▶ _Problem_: Return every line of the data below exactly, but do not include the images.

▶ _Input data_:
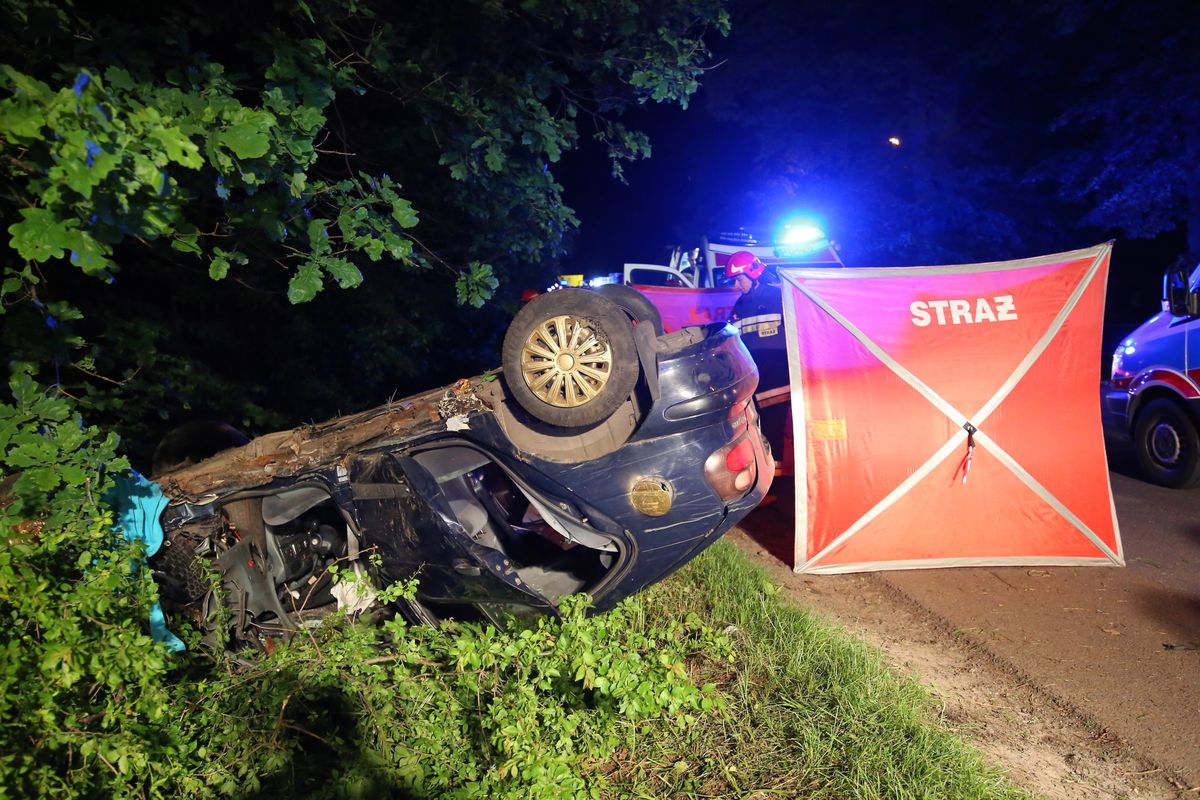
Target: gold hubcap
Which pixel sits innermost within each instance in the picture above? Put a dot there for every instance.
(564, 362)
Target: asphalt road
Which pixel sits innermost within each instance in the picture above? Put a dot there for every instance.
(1120, 644)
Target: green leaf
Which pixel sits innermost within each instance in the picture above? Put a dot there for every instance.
(305, 283)
(180, 149)
(249, 138)
(41, 235)
(219, 268)
(403, 212)
(343, 271)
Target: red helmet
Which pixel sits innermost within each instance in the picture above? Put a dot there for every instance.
(744, 263)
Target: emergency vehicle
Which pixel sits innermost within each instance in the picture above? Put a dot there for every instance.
(690, 290)
(1153, 394)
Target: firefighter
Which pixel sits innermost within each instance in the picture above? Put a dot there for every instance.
(759, 316)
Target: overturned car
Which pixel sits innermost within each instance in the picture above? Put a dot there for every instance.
(600, 458)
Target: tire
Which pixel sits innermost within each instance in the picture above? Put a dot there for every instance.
(1168, 445)
(192, 443)
(570, 359)
(633, 302)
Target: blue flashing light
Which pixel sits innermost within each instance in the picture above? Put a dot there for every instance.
(801, 234)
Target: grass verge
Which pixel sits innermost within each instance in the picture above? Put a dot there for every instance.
(811, 711)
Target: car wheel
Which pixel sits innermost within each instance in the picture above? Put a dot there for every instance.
(192, 443)
(633, 302)
(1168, 445)
(570, 359)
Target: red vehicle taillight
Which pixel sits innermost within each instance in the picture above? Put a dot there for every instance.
(731, 469)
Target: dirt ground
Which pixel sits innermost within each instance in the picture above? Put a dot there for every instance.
(1077, 681)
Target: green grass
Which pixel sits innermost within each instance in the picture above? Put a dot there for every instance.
(811, 711)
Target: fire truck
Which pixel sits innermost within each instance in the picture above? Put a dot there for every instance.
(1153, 392)
(690, 290)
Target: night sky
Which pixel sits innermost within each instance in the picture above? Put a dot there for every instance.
(1024, 131)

▶ _Task solution_:
Target: gold hubcap
Which pixel sits innermost within each instance in the picture above? Put a dot there for every instance.
(564, 362)
Target: asphalt road
Which pixel sits innermost within each instance in the picture above? Put a dot there for every instance.
(1120, 644)
Target: green leaf
Which pixel sits innermost within each instance in the picture above? Put a dot there for every instance.
(305, 283)
(180, 149)
(249, 138)
(41, 235)
(219, 268)
(403, 212)
(343, 271)
Target: red helmet
Which pixel sits innermost within each instance in the picture above? Put a dot there for every instance.
(744, 263)
Target: emergency vehicle
Which pixel sits innermost within each instance in the picture above? Put a dot there for every instance.
(690, 290)
(1153, 394)
Target: firefighter
Which pixel sits innermost within each instance in the picture above? Put a dot there for every instance.
(759, 316)
Target: overturned car
Which pixel sits innermost within each instance in the picture above? Put a dot there for every instance.
(600, 458)
Target: tire
Which pixel sits innermost within each instance in the picture above? Put a dot there for every instance.
(1168, 445)
(192, 443)
(570, 359)
(633, 302)
Target: blue flashing light
Which pixel sits innermost within each instance in the picture above? Put a dot there for every instance.
(801, 234)
Target: grass verge
Which pixel sits innermost within each instance in the picture above? Put a dot there for every instance.
(811, 711)
Target: car wheel
Which pixel sits innermost within each instance in the picture above? Put a dot there for every instance.
(192, 443)
(633, 302)
(1168, 445)
(570, 359)
Target: red vehicle taillight
Which pixel sits innermost within each instance in the picture above? Put a dot there for every instance.
(731, 469)
Target: dirt ground
Which pixel sits innermost within each instance in the picture above? Put a dot there for every instance.
(1077, 681)
Target: green grass
Which pixel sits innermost within each instance in the picture above? Put a dot there for every instance.
(811, 711)
Target: fire truck
Which pixel sits innermost within each instance in the picture above? Put a dot there for every instance.
(1153, 392)
(690, 290)
Target: night sky
Which pixel sits innermost within each instance in the picture above? Put a dot there for every instance.
(1024, 131)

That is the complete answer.